▶ Requirement: Skipping all pictures, please restate word for word the lines from the one that contains "Target: white painted pillar" through the last line of the entries.

▶ Given information:
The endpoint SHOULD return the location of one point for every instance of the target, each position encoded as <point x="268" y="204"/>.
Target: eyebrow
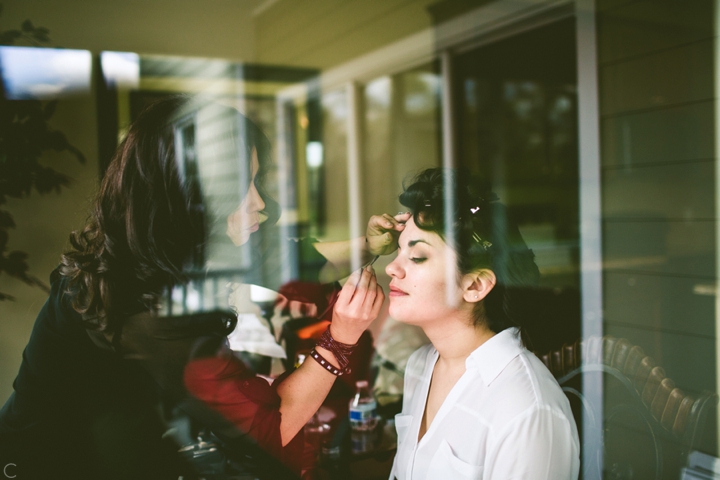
<point x="412" y="243"/>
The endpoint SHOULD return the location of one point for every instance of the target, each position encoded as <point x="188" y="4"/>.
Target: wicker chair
<point x="665" y="420"/>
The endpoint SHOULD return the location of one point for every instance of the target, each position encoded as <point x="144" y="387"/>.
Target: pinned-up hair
<point x="482" y="236"/>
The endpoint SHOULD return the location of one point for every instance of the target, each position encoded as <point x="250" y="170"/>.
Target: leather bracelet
<point x="341" y="351"/>
<point x="327" y="365"/>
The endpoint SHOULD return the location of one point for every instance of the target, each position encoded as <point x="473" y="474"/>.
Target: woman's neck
<point x="455" y="339"/>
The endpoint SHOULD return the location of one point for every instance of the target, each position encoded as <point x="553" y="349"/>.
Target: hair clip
<point x="483" y="243"/>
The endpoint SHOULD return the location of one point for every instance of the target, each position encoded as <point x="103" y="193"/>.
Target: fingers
<point x="370" y="293"/>
<point x="402" y="218"/>
<point x="348" y="289"/>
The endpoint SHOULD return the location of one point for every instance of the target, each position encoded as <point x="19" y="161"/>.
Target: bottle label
<point x="359" y="413"/>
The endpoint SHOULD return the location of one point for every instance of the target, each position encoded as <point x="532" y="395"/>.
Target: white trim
<point x="590" y="222"/>
<point x="491" y="18"/>
<point x="423" y="47"/>
<point x="355" y="120"/>
<point x="717" y="207"/>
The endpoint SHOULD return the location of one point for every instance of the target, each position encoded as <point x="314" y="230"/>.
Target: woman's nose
<point x="255" y="202"/>
<point x="393" y="269"/>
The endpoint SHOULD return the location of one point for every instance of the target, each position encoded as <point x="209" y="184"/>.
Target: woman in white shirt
<point x="477" y="404"/>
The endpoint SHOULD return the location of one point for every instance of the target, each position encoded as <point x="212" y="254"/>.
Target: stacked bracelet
<point x="341" y="351"/>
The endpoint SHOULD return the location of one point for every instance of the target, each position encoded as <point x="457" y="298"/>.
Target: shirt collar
<point x="490" y="358"/>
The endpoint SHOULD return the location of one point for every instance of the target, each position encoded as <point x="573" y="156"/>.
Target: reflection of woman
<point x="80" y="403"/>
<point x="477" y="403"/>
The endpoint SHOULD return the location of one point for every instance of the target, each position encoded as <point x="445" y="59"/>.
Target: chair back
<point x="649" y="424"/>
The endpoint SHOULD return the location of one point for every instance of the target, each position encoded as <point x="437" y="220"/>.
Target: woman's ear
<point x="477" y="285"/>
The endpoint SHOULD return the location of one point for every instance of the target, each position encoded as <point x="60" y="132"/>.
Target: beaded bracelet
<point x="327" y="365"/>
<point x="341" y="351"/>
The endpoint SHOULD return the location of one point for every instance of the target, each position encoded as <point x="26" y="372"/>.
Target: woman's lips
<point x="396" y="292"/>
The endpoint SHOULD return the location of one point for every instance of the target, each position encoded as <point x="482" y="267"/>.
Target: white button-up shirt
<point x="506" y="418"/>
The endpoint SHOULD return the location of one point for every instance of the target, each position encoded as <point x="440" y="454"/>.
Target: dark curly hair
<point x="482" y="236"/>
<point x="149" y="224"/>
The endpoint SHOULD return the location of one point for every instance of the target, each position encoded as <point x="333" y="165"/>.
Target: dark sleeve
<point x="54" y="365"/>
<point x="249" y="402"/>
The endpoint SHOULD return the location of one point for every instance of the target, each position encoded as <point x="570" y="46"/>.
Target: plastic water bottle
<point x="363" y="408"/>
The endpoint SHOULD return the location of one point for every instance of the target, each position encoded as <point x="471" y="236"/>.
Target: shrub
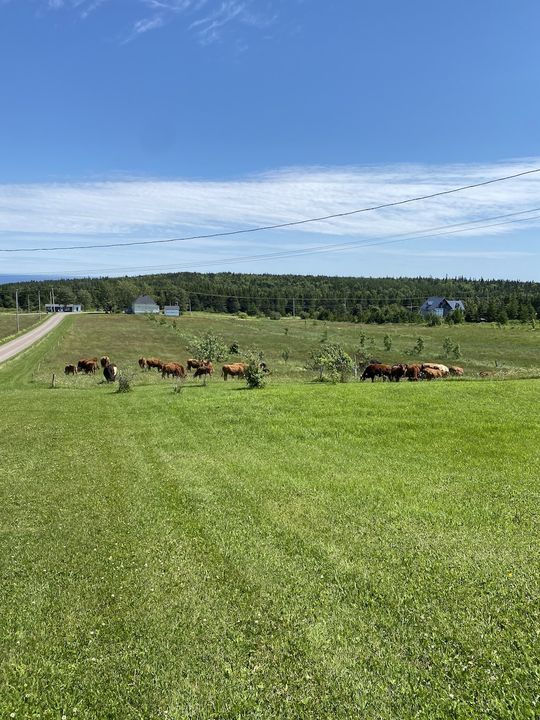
<point x="209" y="346"/>
<point x="255" y="376"/>
<point x="332" y="362"/>
<point x="125" y="382"/>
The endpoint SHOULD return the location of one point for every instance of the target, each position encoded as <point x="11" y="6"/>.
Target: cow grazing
<point x="234" y="370"/>
<point x="377" y="370"/>
<point x="412" y="373"/>
<point x="174" y="369"/>
<point x="110" y="372"/>
<point x="431" y="373"/>
<point x="88" y="366"/>
<point x="204" y="371"/>
<point x="154" y="363"/>
<point x="397" y="372"/>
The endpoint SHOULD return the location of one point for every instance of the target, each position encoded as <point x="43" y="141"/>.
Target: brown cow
<point x="412" y="373"/>
<point x="204" y="371"/>
<point x="397" y="372"/>
<point x="174" y="369"/>
<point x="110" y="371"/>
<point x="431" y="373"/>
<point x="377" y="370"/>
<point x="193" y="364"/>
<point x="234" y="370"/>
<point x="436" y="366"/>
<point x="154" y="362"/>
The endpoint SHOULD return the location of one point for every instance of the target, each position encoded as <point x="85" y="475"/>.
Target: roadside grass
<point x="508" y="351"/>
<point x="8" y="324"/>
<point x="307" y="551"/>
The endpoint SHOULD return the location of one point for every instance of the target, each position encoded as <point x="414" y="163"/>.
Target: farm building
<point x="171" y="310"/>
<point x="58" y="307"/>
<point x="144" y="304"/>
<point x="440" y="306"/>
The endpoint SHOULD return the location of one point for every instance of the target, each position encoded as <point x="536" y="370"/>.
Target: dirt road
<point x="13" y="347"/>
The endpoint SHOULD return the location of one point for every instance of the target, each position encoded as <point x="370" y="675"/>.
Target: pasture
<point x="305" y="551"/>
<point x="8" y="324"/>
<point x="508" y="351"/>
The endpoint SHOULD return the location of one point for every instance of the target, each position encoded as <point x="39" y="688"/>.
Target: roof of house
<point x="144" y="300"/>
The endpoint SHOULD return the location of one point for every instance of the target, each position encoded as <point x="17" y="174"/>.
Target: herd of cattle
<point x="203" y="368"/>
<point x="89" y="366"/>
<point x="424" y="371"/>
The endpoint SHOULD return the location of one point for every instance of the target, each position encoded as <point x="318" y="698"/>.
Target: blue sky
<point x="127" y="120"/>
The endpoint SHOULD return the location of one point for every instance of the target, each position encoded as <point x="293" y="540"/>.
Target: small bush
<point x="125" y="382"/>
<point x="255" y="376"/>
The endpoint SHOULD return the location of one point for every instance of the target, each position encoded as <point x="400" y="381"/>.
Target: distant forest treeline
<point x="372" y="300"/>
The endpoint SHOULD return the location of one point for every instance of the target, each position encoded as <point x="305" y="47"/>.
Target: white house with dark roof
<point x="145" y="304"/>
<point x="440" y="306"/>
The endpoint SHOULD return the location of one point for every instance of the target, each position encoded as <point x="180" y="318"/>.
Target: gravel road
<point x="13" y="347"/>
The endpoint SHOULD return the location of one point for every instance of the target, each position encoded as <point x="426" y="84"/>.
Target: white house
<point x="171" y="310"/>
<point x="144" y="304"/>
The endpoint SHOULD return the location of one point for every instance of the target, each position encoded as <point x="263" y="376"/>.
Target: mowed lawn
<point x="303" y="551"/>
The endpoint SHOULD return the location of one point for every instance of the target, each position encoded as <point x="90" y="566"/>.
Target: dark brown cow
<point x="397" y="372"/>
<point x="193" y="364"/>
<point x="431" y="373"/>
<point x="204" y="371"/>
<point x="234" y="370"/>
<point x="88" y="365"/>
<point x="412" y="373"/>
<point x="154" y="362"/>
<point x="110" y="372"/>
<point x="174" y="369"/>
<point x="377" y="370"/>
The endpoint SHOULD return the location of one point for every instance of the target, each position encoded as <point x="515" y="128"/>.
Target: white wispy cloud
<point x="175" y="207"/>
<point x="206" y="18"/>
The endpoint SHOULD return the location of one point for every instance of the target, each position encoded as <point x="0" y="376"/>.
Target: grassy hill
<point x="508" y="351"/>
<point x="304" y="551"/>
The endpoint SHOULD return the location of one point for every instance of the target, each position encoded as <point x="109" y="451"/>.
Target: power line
<point x="277" y="226"/>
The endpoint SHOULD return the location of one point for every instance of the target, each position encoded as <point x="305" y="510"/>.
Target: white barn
<point x="145" y="304"/>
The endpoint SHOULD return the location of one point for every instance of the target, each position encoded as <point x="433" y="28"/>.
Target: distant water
<point x="25" y="278"/>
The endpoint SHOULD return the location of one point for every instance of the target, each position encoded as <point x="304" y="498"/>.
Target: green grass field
<point x="8" y="324"/>
<point x="512" y="351"/>
<point x="304" y="551"/>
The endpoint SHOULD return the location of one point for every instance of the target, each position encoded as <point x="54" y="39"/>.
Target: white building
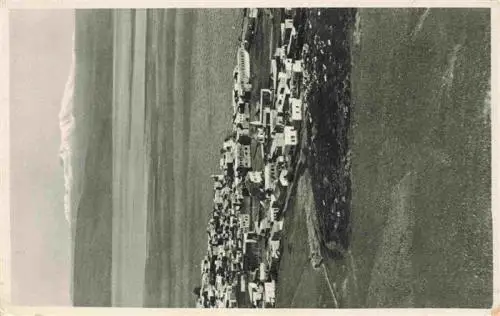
<point x="296" y="109"/>
<point x="270" y="292"/>
<point x="255" y="176"/>
<point x="243" y="71"/>
<point x="270" y="172"/>
<point x="290" y="134"/>
<point x="266" y="99"/>
<point x="283" y="178"/>
<point x="293" y="66"/>
<point x="273" y="208"/>
<point x="287" y="31"/>
<point x="243" y="159"/>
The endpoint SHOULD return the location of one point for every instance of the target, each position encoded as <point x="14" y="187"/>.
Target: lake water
<point x="152" y="106"/>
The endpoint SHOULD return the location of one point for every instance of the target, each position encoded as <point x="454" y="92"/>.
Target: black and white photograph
<point x="319" y="158"/>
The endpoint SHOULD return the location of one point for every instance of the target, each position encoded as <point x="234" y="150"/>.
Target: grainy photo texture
<point x="251" y="158"/>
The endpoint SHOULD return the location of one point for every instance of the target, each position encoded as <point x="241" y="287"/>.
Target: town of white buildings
<point x="246" y="223"/>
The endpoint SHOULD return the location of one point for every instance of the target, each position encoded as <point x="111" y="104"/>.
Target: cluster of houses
<point x="256" y="163"/>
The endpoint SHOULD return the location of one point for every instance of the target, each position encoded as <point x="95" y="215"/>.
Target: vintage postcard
<point x="266" y="158"/>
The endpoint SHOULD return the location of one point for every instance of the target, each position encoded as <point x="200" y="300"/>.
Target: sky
<point x="40" y="57"/>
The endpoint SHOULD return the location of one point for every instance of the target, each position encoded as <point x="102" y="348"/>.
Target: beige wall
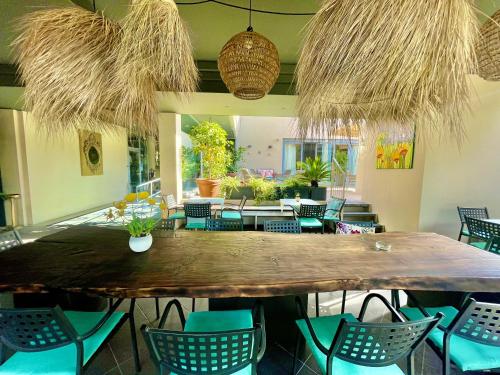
<point x="50" y="167"/>
<point x="394" y="194"/>
<point x="260" y="133"/>
<point x="469" y="175"/>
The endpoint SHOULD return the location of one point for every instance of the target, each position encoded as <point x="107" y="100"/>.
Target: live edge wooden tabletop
<point x="238" y="264"/>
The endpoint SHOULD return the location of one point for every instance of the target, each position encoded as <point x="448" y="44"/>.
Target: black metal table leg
<point x="133" y="335"/>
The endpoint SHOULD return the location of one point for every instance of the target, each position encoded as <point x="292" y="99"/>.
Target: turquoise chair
<point x="197" y="215"/>
<point x="311" y="216"/>
<point x="344" y="345"/>
<point x="469" y="337"/>
<point x="334" y="209"/>
<point x="481" y="232"/>
<point x="211" y="342"/>
<point x="474" y="212"/>
<point x="53" y="341"/>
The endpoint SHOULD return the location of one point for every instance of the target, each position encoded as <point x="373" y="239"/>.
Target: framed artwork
<point x="395" y="153"/>
<point x="90" y="153"/>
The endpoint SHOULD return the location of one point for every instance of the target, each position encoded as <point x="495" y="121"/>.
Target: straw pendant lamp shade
<point x="249" y="65"/>
<point x="395" y="62"/>
<point x="66" y="66"/>
<point x="488" y="49"/>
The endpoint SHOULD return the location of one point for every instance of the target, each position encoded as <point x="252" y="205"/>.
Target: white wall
<point x="50" y="167"/>
<point x="469" y="175"/>
<point x="260" y="133"/>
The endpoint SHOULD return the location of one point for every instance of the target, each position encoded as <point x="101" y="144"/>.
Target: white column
<point x="170" y="140"/>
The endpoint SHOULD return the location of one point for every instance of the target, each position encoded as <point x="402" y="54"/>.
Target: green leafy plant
<point x="315" y="170"/>
<point x="210" y="142"/>
<point x="190" y="163"/>
<point x="140" y="227"/>
<point x="263" y="190"/>
<point x="237" y="154"/>
<point x="228" y="185"/>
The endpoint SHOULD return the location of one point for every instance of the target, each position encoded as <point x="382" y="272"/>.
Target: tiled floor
<point x="117" y="357"/>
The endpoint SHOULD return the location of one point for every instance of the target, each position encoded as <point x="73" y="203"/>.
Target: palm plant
<point x="315" y="170"/>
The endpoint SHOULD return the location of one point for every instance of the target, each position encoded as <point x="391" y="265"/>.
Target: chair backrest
<point x="482" y="229"/>
<point x="282" y="226"/>
<point x="198" y="210"/>
<point x="166" y="224"/>
<point x="215" y="353"/>
<point x="379" y="344"/>
<point x="223" y="224"/>
<point x="478" y="322"/>
<point x="33" y="330"/>
<point x="243" y="201"/>
<point x="171" y="202"/>
<point x="336" y="205"/>
<point x="494" y="245"/>
<point x="312" y="210"/>
<point x="9" y="239"/>
<point x="474" y="212"/>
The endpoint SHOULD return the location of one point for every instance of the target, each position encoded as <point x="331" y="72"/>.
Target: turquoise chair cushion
<point x="177" y="215"/>
<point x="310" y="222"/>
<point x="480" y="245"/>
<point x="325" y="328"/>
<point x="467" y="355"/>
<point x="213" y="321"/>
<point x="62" y="361"/>
<point x="231" y="215"/>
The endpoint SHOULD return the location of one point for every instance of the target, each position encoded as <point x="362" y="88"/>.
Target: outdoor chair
<point x="311" y="216"/>
<point x="334" y="209"/>
<point x="234" y="212"/>
<point x="211" y="342"/>
<point x="173" y="206"/>
<point x="282" y="226"/>
<point x="476" y="213"/>
<point x="53" y="341"/>
<point x="481" y="232"/>
<point x="197" y="215"/>
<point x="342" y="344"/>
<point x="223" y="225"/>
<point x="468" y="337"/>
<point x="9" y="239"/>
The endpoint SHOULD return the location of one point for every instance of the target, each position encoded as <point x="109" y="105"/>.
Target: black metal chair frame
<point x="474" y="212"/>
<point x="342" y="349"/>
<point x="198" y="210"/>
<point x="482" y="229"/>
<point x="224" y="225"/>
<point x="315" y="211"/>
<point x="471" y="315"/>
<point x="258" y="332"/>
<point x="282" y="226"/>
<point x="239" y="208"/>
<point x="33" y="322"/>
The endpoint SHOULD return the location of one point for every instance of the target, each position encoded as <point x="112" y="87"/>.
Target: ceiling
<point x="211" y="25"/>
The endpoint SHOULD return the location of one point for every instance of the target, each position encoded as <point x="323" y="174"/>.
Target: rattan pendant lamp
<point x="249" y="64"/>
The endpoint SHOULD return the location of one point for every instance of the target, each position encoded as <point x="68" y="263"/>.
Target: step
<point x="359" y="216"/>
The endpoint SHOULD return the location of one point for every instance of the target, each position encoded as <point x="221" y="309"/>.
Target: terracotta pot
<point x="208" y="188"/>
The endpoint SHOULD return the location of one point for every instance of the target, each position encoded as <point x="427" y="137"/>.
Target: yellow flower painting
<point x="395" y="153"/>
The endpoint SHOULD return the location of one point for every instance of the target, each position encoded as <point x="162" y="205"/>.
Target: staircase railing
<point x="338" y="180"/>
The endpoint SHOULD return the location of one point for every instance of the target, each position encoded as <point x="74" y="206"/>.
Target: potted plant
<point x="210" y="142"/>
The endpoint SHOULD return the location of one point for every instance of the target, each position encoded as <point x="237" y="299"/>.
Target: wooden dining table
<point x="98" y="261"/>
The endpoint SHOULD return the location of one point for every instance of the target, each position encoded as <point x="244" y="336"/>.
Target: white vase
<point x="140" y="244"/>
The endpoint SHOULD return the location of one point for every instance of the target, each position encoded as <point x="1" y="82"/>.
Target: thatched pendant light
<point x="155" y="53"/>
<point x="249" y="64"/>
<point x="65" y="63"/>
<point x="488" y="49"/>
<point x="387" y="61"/>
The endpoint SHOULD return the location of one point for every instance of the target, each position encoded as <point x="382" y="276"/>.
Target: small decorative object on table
<point x="139" y="225"/>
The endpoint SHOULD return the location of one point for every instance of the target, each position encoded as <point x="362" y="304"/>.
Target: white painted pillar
<point x="169" y="136"/>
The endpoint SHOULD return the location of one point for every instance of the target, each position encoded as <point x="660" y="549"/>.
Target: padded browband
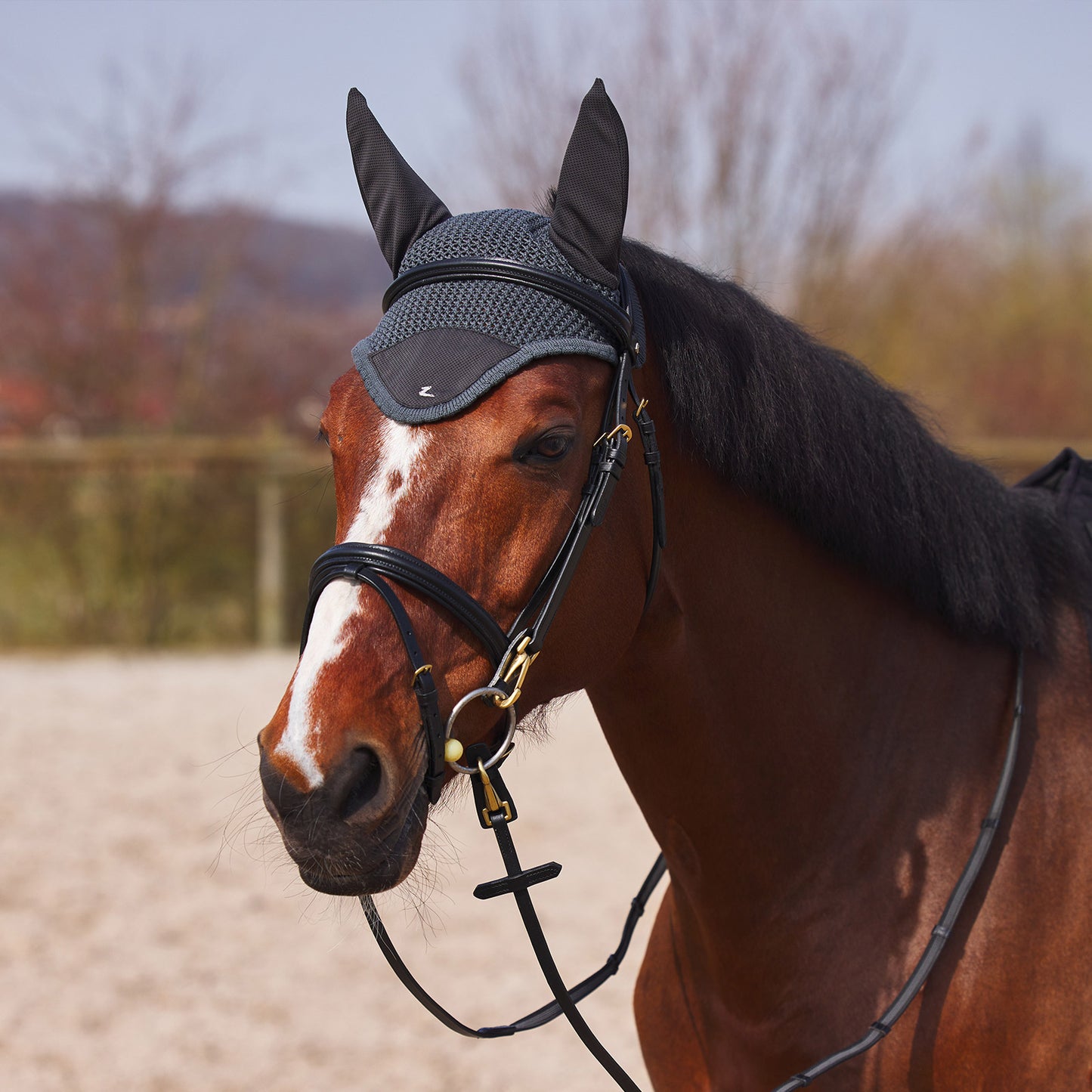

▶ Answer to this exercise:
Target: white painted pillar
<point x="169" y="136"/>
The endpoint SHOULD return the location of one point for every instance of the target, each position encoded as <point x="660" y="549"/>.
Target: padded browband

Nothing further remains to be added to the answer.